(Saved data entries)

▼

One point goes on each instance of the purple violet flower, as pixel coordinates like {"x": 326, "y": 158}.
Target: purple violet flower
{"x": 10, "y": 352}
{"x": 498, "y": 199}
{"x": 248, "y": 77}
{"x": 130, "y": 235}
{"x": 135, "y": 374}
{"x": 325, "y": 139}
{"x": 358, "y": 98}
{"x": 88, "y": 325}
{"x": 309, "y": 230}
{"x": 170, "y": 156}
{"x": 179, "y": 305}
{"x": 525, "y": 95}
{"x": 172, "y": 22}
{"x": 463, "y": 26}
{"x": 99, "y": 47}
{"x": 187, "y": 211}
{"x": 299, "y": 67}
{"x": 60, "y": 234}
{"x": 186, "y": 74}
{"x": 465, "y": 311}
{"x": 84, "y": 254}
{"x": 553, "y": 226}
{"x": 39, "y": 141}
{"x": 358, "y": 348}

▲

What is needed → Could you retype every line of the data exactly?

Task result →
One point goes on each instance of the purple violet flower, as pixel coordinates like {"x": 326, "y": 158}.
Target: purple violet flower
{"x": 10, "y": 352}
{"x": 498, "y": 199}
{"x": 248, "y": 77}
{"x": 130, "y": 235}
{"x": 135, "y": 374}
{"x": 325, "y": 139}
{"x": 358, "y": 98}
{"x": 88, "y": 325}
{"x": 309, "y": 230}
{"x": 170, "y": 156}
{"x": 179, "y": 305}
{"x": 525, "y": 95}
{"x": 172, "y": 22}
{"x": 463, "y": 26}
{"x": 99, "y": 47}
{"x": 187, "y": 211}
{"x": 299, "y": 67}
{"x": 60, "y": 234}
{"x": 186, "y": 74}
{"x": 465, "y": 311}
{"x": 84, "y": 254}
{"x": 553, "y": 226}
{"x": 39, "y": 141}
{"x": 358, "y": 348}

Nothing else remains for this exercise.